# TO BE DONE
Rewrite the listing below as a numbered list, starting at the line containing "Point to the pecked" and running through the end of the listing, with blank lines left out.

# RAW DATA
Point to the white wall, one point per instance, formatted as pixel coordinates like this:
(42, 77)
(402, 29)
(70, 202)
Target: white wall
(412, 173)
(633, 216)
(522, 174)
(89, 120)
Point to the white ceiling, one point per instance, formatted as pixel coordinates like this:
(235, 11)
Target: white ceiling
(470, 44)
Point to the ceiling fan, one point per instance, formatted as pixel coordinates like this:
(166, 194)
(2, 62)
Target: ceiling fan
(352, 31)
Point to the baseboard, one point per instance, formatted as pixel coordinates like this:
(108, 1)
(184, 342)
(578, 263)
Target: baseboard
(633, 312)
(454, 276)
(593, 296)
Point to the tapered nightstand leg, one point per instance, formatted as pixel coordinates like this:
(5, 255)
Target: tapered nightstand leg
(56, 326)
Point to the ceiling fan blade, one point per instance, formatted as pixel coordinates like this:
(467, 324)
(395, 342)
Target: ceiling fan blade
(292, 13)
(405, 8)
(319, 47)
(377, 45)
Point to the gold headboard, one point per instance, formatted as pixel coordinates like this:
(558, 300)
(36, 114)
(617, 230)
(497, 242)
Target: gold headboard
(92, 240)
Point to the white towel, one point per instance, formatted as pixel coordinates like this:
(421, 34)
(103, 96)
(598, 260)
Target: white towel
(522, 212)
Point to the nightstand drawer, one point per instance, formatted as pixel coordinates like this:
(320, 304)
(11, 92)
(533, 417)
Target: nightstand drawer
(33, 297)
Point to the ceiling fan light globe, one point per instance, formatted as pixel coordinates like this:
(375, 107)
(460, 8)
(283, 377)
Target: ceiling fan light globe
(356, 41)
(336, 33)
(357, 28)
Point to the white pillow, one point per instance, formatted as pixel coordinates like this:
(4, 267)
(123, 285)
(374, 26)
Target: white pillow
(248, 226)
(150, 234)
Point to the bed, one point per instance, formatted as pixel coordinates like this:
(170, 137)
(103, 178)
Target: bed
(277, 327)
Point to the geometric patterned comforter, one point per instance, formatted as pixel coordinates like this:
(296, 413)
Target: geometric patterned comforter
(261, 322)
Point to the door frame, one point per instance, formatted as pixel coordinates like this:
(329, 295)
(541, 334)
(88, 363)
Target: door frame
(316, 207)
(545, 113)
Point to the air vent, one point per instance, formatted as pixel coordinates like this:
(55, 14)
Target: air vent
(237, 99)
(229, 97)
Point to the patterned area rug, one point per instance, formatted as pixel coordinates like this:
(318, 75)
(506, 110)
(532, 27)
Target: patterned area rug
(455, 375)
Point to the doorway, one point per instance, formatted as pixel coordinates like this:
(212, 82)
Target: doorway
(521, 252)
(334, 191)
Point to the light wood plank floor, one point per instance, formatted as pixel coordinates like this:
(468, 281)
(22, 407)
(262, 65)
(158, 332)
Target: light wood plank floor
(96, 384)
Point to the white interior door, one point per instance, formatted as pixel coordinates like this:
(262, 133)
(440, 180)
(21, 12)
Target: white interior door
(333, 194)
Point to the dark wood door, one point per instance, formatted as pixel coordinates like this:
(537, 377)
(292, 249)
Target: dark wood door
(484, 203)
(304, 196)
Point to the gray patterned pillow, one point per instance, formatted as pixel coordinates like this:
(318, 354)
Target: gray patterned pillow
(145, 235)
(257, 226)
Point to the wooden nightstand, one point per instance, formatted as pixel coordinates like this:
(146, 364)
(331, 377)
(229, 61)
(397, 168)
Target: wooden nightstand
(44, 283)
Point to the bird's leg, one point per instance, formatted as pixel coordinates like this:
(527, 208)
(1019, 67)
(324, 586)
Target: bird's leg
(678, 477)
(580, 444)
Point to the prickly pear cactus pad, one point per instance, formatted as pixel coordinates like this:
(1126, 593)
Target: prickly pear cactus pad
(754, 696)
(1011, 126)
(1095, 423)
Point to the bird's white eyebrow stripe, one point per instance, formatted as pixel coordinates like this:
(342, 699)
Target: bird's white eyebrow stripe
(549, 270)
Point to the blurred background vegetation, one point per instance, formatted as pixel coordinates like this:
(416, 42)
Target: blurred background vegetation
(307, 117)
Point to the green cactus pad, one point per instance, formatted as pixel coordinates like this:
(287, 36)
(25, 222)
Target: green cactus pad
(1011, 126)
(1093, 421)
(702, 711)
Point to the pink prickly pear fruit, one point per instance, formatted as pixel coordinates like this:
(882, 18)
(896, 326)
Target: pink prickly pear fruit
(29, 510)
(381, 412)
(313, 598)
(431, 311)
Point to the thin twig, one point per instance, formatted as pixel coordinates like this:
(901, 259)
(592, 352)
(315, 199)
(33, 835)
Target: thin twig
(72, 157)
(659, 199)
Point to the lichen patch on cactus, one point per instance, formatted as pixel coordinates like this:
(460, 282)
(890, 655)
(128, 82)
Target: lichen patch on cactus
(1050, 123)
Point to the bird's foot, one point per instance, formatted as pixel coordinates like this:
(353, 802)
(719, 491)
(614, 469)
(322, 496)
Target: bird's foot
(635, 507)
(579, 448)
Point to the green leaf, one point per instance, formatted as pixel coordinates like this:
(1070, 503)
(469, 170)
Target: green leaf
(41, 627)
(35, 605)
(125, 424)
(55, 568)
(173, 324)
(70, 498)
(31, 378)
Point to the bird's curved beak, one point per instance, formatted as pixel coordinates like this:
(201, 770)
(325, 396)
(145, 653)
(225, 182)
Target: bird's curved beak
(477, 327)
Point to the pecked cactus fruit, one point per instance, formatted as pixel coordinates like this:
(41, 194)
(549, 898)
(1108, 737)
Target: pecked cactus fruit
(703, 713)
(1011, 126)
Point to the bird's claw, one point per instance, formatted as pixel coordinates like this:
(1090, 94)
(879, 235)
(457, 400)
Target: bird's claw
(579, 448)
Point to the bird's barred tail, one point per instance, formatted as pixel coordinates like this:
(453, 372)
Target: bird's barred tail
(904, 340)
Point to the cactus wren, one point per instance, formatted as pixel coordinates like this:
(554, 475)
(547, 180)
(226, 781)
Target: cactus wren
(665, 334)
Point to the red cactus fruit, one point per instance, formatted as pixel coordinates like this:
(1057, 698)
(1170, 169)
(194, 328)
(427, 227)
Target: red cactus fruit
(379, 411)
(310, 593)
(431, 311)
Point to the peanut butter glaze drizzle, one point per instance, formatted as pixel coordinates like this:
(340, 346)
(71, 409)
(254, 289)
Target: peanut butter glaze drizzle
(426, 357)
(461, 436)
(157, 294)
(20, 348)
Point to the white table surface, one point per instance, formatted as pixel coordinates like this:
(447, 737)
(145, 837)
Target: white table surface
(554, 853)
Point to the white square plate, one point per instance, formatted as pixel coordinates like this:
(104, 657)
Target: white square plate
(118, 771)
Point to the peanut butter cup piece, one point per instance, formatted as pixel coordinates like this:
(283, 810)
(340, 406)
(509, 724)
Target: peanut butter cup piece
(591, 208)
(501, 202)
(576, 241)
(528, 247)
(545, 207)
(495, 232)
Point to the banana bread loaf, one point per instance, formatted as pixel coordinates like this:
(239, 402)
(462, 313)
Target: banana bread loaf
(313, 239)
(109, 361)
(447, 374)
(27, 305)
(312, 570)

# THE REPLY
1. Point to the pecked cactus fruit, one point per instance, formatted as pixel coordinates like this:
2. (41, 194)
3. (549, 898)
4. (1108, 737)
5. Target: pecked cactus fruit
6. (703, 713)
7. (1011, 126)
8. Point to the bird's claw, one point per instance, formatted as pixel coordinates like this:
9. (1090, 94)
10. (879, 235)
11. (457, 400)
12. Target: bird's claw
13. (579, 448)
14. Point to the bird's barred tail, one point per instance, formatted as pixel coordinates like this:
15. (453, 372)
16. Target: bird's barred tail
17. (904, 340)
18. Point to the cactus wren, one point per instance, formatted as pixel coordinates like this:
19. (554, 475)
20. (547, 180)
21. (226, 781)
22. Target: cactus wren
23. (665, 334)
24. Point to the red cactus fruit, one point per instance, formatted as pixel coordinates like this:
25. (1057, 698)
26. (1170, 169)
27. (194, 328)
28. (427, 227)
29. Target: red cactus fruit
30. (379, 411)
31. (310, 593)
32. (431, 311)
33. Point to the peanut butter glaze drizzle, one point per instance, formatted as pixel coordinates like this:
34. (340, 346)
35. (71, 409)
36. (254, 289)
37. Target: peanut butter glaze drizzle
38. (426, 357)
39. (461, 436)
40. (157, 294)
41. (20, 348)
42. Point to the white table surface, one point per instance, formatted as pixel coordinates like this:
43. (447, 737)
44. (145, 837)
45. Target: white table surface
46. (554, 853)
47. Point to the white square plate, one point per instance, formatted as pixel coordinates like this:
48. (104, 657)
49. Target: white square plate
50. (118, 771)
51. Point to the peanut butter cup piece, one point per instance, formatted as pixel coordinates like this:
52. (283, 810)
53. (340, 406)
54. (509, 724)
55. Target: peanut butter cup piece
56. (591, 208)
57. (501, 202)
58. (576, 241)
59. (528, 247)
60. (545, 207)
61. (495, 232)
62. Point to the banana bread loaf, one point per instance, formatted as pixel coordinates like this:
63. (239, 402)
64. (462, 313)
65. Target: banana bread loaf
66. (313, 239)
67. (109, 361)
68. (447, 374)
69. (27, 305)
70. (312, 570)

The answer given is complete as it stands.